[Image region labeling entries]
-------

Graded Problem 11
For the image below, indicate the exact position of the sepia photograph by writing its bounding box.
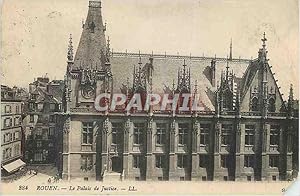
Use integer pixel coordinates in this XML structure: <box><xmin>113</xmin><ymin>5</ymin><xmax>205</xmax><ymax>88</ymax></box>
<box><xmin>0</xmin><ymin>0</ymin><xmax>300</xmax><ymax>196</ymax></box>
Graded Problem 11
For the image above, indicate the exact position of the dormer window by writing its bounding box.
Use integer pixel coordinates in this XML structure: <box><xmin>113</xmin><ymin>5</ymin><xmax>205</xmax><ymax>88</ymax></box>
<box><xmin>268</xmin><ymin>98</ymin><xmax>276</xmax><ymax>112</ymax></box>
<box><xmin>251</xmin><ymin>97</ymin><xmax>258</xmax><ymax>111</ymax></box>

-------

> _Written task_
Extract every line of the records above word for word, omitting the pictures.

> _Answer in full_
Graded Problem 11
For the image below, indicate the exact position of the sepia photograph by writing its bounding box.
Use integer pixel coordinates in this XML structure: <box><xmin>113</xmin><ymin>5</ymin><xmax>205</xmax><ymax>88</ymax></box>
<box><xmin>0</xmin><ymin>0</ymin><xmax>300</xmax><ymax>196</ymax></box>
Graded Problem 11
For the image above, indicate the exact position of the dormer window by writing its bounding box.
Use integer pixel coordinates in this XML structure: <box><xmin>113</xmin><ymin>5</ymin><xmax>205</xmax><ymax>88</ymax></box>
<box><xmin>268</xmin><ymin>98</ymin><xmax>276</xmax><ymax>112</ymax></box>
<box><xmin>251</xmin><ymin>97</ymin><xmax>258</xmax><ymax>111</ymax></box>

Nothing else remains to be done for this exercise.